Pointing records:
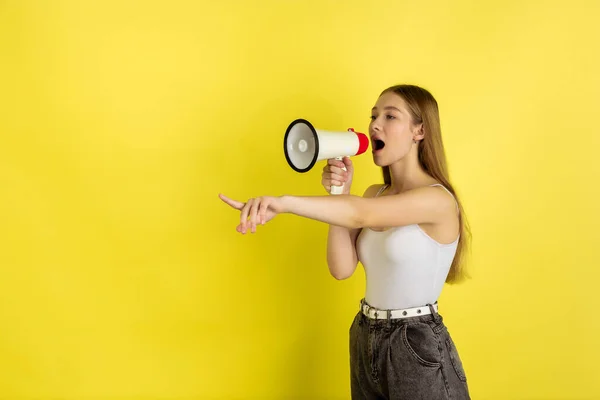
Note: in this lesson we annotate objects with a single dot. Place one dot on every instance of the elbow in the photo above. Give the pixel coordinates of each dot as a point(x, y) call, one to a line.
point(340, 276)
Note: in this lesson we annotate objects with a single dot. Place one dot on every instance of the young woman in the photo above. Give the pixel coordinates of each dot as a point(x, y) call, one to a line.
point(409, 233)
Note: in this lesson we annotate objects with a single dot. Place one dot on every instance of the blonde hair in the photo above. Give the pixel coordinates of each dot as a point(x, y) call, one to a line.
point(424, 109)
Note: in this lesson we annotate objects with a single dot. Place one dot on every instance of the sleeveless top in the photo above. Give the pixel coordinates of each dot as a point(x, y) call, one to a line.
point(404, 267)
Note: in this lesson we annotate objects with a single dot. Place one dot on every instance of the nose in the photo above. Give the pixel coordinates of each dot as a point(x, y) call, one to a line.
point(375, 126)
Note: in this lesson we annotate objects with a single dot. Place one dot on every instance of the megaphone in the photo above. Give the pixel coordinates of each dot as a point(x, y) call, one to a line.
point(304, 145)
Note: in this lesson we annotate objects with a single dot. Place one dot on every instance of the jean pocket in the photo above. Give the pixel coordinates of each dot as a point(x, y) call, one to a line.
point(422, 343)
point(455, 359)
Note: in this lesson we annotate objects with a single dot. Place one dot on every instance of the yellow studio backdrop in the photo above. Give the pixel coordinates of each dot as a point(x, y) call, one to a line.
point(121, 273)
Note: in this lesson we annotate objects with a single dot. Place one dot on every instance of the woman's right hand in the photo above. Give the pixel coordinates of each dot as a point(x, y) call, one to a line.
point(334, 175)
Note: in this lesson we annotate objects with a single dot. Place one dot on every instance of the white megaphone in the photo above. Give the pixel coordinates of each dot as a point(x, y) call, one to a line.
point(304, 145)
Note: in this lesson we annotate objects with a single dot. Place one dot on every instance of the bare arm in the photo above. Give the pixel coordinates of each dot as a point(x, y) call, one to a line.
point(417, 206)
point(342, 257)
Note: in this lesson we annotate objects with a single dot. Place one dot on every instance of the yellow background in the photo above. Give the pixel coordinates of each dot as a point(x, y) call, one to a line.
point(121, 274)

> [WRITTEN INSTRUCTION]:
Set down the complete material exactly, but do not include the images.

> [WORKED SOLUTION]:
Note: in this lesson we annotate objects with a single dot. Place one dot on every instance of the elbow in the photo above. Give the pixel coordinates of each dot as a point(x, y) call, one to a line.
point(340, 276)
Note: in this lesson we annotate objects with a single dot. Place one dot on every instance of the young woman in the photo above. Give the pixel coordinates of each dot as a point(x, y) call, one to a line.
point(409, 233)
Note: in this lesson we annotate objects with a single dot. Place one dot on every instance of the blonde hair in the photo above. Give the pixel coordinates of each dot as a point(x, y) call, one to a line.
point(424, 109)
Note: in this lesson we annotate objects with a single dot. Place one dot on every instance of the sleeveless top in the photo above. Give the pixel coordinates of each dot as a point(x, y) call, one to a line.
point(404, 267)
Note: in this lesson we annotate objects with a single dot. Place one dot on every instance of the nose in the photo above. Give the pixel coordinates of each dot as a point(x, y) call, one to a line.
point(375, 126)
Note: in this lesson we annotate objects with a single dot. Place one dot on every instance of the megaphone in the photo above. Give the pixel coordinates of each dot as a point(x, y) call, one to a line.
point(304, 145)
Note: in this lesson we annotate objects with a single dot. Place one dot on every instance of the jean pocket in the photo above. Give the pixel coordinates of each dot as a point(x, y) call, one to a line.
point(422, 343)
point(455, 359)
Note: in this lesson we annotate objects with a single dot. Place one dot on every instance of the yellow studio backdrop in the photo above. Give the pixel coordinates of each dot as a point(x, y) call, one to a line.
point(121, 273)
Note: in this lesson we annotate objects with a single dot. Place one dot on every instance of the woman's right hand in the photo above. Give the pixel coordinates of each dot as a point(x, y) call, one to a line.
point(334, 175)
Note: in this lesson we annotate objects with a single dot. Place one dot on every instance of the white megaphone in the photo above. Give the pixel coordinates of each dot as a point(x, y) call, one to a line.
point(304, 145)
Note: in this lesson we annotate objects with a single dot. Place one dot on every instance of the bare arm in the photo above. Give the pixel coordinates of each dot as a point(x, y) call, one to a line.
point(417, 206)
point(342, 257)
Note: in this lesson we annotate objects with a single dot. Place one dot on every instance of the yellow background in the photo above. Give the pixel coordinates of each dot as a point(x, y) call, one to a line.
point(121, 274)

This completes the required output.